━━ DOCUMENT EXTRACT ━━

5  Includes 3,000 shares owned by his children to which Mr. A. Kinzler disclaims beneficial ownership and currently exercisable options to acquire 345,000 shares of Common Stock.
 
6  Includes 3,300 shares owned by his children to which Mr. Gifford disclaims beneficial ownership and currently exercisable options to acquire 238,500 shares of Common Stock.
 
7  Includes 1,800 shares owned by his children to which Mr. Inglima disclaims beneficial ownership.
 
8  Includes currently exercisable options held by executive officers of the Company to acquire 583,500 shares of Common Stock.
 
*        Represents less than 1% of the outstanding shares of Common Stock of the Company.
 
PROPOSAL NO. 2
 
ADVISORY (NON-BINDING) VOTE ON EXECUTIVE COMPENSATION
 
Pursuant to the Dodd-Frank Wall Street Reform and Consumer Protection Act, adopted in 2010, we are required to include in this Proxy Statement and to present at the meeting a non-binding stockholder vote to approve the compensation of our Named Executive Officers, as disclosed in this Proxy Statement.  This proposal gives stockholders the opportunity to approve or not approve the compensation of the Company’s Named Executive Officers that is disclosed in this Proxy Statement.  A proposal will be presented at the meeting in the form of the following resolution:
 
RESOLVED, that the stockholders approve the compensation of the Company’s Named Executive Officers, as disclosed in the executive compensation section, the compensation tables and related material in the Company’s Proxy Statement for the annual meeting.
 
As provided by law, this vote will not be binding on the Company’s Board of Directors and may not be construed as overruling a decision by the Board or create or imply any additional fiduciary duty on the Board.  The vote will not affect any compensation paid or awarded to any executive.
 
The purpose of our compensation policies and procedures is to attract and retain experienced, highly qualified executives critical to our long-term success and enhancement of stockholder value.  Because this vote is advisory, it will not be binding on the Board of Directors; however, the Compensation Committee will take into account the outcome of the vote when considering future executive compensation arrangements.
 
The affirmative vote of a majority of the shares of Common Stock cast at the annual meeting is required for approval of this proposal.
 
Our Board of Directors believes that our compensation policies and procedures achieve our objective, and therefore recommends that stockholders vote FOR this proposal.

━━━
━━ DATASET SECTION ━━

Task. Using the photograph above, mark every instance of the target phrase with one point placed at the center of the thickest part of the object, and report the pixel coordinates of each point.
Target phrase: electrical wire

━━━

• _REQUIRED ACTIONS_
1. In the proxy statement extract, what vote is required to approve Proposal No. 2?
2. List every person who, according to the proxy statement extract, disclaims beneficial ownership of shares owned by his children.
3. Using the proxy statement extract, explain why the Board of Directors recommends that stockholders vote FOR Proposal No. 2.

• _ANSWER SET_
1. The affirmative vote of a majority of the shares of Common Stock cast at the annual meeting.

2. Mr. A. Kinzler, Mr. Gifford, Mr. Inglima

3. The Board believes that the company's compensation policies and procedures achieve their objective. That objective is to attract and retain experienced, highly qualified executives who are critical to long-term success and to enhancing stockholder value.